## Task to carry out
Reproduce every record below exactly as written, but leave out any pictures.

Stored data
+--

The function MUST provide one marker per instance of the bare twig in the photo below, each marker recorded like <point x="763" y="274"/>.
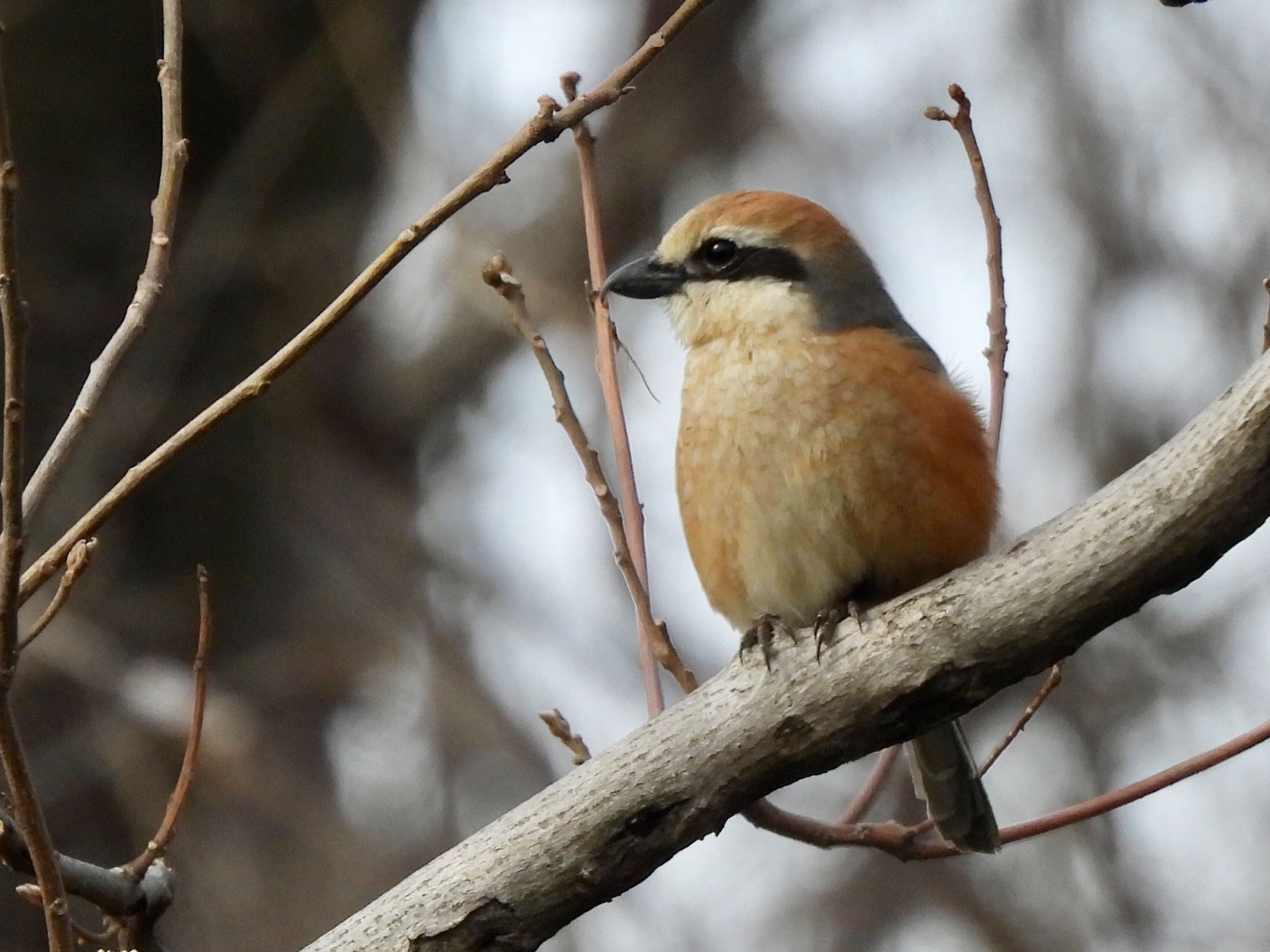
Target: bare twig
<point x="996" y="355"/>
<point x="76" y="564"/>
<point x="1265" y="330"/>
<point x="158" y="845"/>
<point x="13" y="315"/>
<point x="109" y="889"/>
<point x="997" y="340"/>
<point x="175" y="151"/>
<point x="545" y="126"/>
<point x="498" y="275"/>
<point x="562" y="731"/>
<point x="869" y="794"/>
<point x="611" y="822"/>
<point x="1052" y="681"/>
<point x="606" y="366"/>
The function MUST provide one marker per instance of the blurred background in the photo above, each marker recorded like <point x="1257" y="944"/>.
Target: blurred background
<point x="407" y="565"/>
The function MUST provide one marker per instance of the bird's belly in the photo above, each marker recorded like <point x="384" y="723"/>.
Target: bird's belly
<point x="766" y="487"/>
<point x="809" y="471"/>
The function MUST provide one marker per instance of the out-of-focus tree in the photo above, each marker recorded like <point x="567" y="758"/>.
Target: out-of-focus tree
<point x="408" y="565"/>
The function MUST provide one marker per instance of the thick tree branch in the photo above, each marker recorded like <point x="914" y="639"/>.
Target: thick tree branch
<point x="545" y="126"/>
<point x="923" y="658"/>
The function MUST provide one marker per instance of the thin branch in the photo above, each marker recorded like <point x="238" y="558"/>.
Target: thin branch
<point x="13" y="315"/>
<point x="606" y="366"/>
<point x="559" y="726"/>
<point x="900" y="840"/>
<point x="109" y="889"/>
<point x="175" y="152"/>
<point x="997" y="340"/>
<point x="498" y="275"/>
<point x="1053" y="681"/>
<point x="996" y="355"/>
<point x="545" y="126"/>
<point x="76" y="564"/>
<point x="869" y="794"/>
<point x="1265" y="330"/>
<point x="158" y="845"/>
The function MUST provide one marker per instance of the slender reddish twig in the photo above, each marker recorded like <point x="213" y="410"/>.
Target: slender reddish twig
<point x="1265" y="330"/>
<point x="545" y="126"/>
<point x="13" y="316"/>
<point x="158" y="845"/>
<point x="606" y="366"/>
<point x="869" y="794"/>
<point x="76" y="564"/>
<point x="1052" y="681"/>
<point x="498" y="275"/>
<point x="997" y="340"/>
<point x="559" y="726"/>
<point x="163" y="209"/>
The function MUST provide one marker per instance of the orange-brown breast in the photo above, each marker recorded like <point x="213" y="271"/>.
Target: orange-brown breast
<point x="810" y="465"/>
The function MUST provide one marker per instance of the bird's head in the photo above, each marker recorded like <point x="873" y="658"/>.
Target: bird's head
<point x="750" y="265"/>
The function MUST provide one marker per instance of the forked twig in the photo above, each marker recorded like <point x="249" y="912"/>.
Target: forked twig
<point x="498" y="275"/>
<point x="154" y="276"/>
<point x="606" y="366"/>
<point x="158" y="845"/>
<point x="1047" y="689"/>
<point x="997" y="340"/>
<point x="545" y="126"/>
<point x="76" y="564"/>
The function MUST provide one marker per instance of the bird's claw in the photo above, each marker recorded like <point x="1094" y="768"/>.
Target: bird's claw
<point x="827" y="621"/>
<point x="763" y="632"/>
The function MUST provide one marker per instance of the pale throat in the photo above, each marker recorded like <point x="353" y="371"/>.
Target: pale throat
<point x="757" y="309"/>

+--

## Result below
The function MUST provide one marker per instance of the bare twig in the photo below, each marker recorded like <point x="763" y="274"/>.
Target: bare twig
<point x="996" y="355"/>
<point x="76" y="564"/>
<point x="1265" y="330"/>
<point x="158" y="845"/>
<point x="13" y="315"/>
<point x="109" y="889"/>
<point x="997" y="340"/>
<point x="175" y="151"/>
<point x="545" y="126"/>
<point x="498" y="275"/>
<point x="562" y="731"/>
<point x="869" y="794"/>
<point x="611" y="822"/>
<point x="1052" y="681"/>
<point x="606" y="366"/>
The function MUST provide one marker per instance of the blurred background in the photo above, each marker recorded like <point x="1257" y="944"/>.
Target: blurred background
<point x="407" y="565"/>
The function MUST provide one marker per instance of the bird's belly in the photo above, each marker recorded like <point x="384" y="723"/>.
Target: bird's belly
<point x="766" y="487"/>
<point x="809" y="471"/>
The function MUST provide one marker per instance of the out-of-focus tree in the photo above, each marker recorded like <point x="567" y="758"/>.
Target: out-of-focus tree
<point x="408" y="565"/>
The function MUST provide one marker per instance of the thick tree branch in the photo above, each marker recorded like <point x="914" y="639"/>.
Target: thick tree branch
<point x="545" y="126"/>
<point x="923" y="658"/>
The function MUST provide one marker per instance of the thin branch in the photo above, each marker recorded like <point x="238" y="558"/>.
Target: thin branch
<point x="13" y="315"/>
<point x="606" y="366"/>
<point x="559" y="726"/>
<point x="900" y="840"/>
<point x="109" y="889"/>
<point x="175" y="152"/>
<point x="997" y="340"/>
<point x="498" y="275"/>
<point x="1053" y="681"/>
<point x="996" y="355"/>
<point x="545" y="126"/>
<point x="76" y="564"/>
<point x="869" y="794"/>
<point x="1265" y="330"/>
<point x="158" y="845"/>
The function MUST provide one marker per instance of the slender reddish twig in the photo above, each marker recorded like <point x="213" y="410"/>.
Target: slender reddish twig
<point x="1265" y="330"/>
<point x="545" y="126"/>
<point x="13" y="316"/>
<point x="158" y="845"/>
<point x="606" y="366"/>
<point x="869" y="794"/>
<point x="76" y="564"/>
<point x="1052" y="681"/>
<point x="498" y="275"/>
<point x="997" y="340"/>
<point x="559" y="726"/>
<point x="163" y="209"/>
The function MUST provide one marker per instance of the orange-brown breast in the photo above, each marker recorded like <point x="213" y="271"/>.
Target: orange-brown breast
<point x="810" y="465"/>
The function MUST provide one marker per instance of the bird's head in the photo above, each marker recorded like <point x="873" y="658"/>.
Target: bird's head
<point x="750" y="265"/>
The function MUST provide one marker per instance of the forked twig in the photo above, each marker recorded like <point x="249" y="912"/>.
Target: forked twig
<point x="498" y="275"/>
<point x="154" y="276"/>
<point x="606" y="366"/>
<point x="158" y="845"/>
<point x="1047" y="689"/>
<point x="997" y="340"/>
<point x="545" y="126"/>
<point x="76" y="564"/>
The function MUST provide one marker per instance of the bird's claw in the photo above, each marker recorded like <point x="1094" y="768"/>.
Target: bird's claw
<point x="827" y="621"/>
<point x="763" y="632"/>
The function MUST provide one marker per instance of the pale throat in the photo above, each marker recorded like <point x="353" y="371"/>.
Target: pale throat
<point x="757" y="309"/>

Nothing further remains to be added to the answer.